● DESCRIPTION OF THE TASK
Pick out each line in the entries below that contains the word "orange", and copy those lines.

● MATERIAL SHOWN
|---|
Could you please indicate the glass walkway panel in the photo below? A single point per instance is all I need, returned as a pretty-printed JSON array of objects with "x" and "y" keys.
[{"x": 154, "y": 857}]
|---|
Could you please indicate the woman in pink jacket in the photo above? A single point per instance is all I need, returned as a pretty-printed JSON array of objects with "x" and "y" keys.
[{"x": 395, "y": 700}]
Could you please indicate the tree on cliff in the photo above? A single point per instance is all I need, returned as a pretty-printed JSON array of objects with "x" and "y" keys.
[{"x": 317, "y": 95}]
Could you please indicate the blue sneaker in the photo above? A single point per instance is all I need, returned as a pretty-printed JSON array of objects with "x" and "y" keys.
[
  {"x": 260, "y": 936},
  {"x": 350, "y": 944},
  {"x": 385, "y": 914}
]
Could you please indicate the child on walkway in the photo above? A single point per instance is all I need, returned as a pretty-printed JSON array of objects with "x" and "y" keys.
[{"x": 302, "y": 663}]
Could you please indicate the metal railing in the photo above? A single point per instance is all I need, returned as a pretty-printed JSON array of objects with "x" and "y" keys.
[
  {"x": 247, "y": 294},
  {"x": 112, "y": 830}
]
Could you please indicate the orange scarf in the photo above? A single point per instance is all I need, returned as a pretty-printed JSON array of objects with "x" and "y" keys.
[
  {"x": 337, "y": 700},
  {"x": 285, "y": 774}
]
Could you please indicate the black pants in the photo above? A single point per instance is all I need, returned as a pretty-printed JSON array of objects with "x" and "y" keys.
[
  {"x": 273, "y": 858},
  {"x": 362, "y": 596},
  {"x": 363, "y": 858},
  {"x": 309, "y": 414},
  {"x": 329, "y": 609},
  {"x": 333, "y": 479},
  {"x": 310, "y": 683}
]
|---|
● WRITTEN RESPONSE
Could you please indicate the orange scarf in the photo above? A single point per instance is all I need, returned as a pretty-printed JSON array of objects with "x" and "y" keys.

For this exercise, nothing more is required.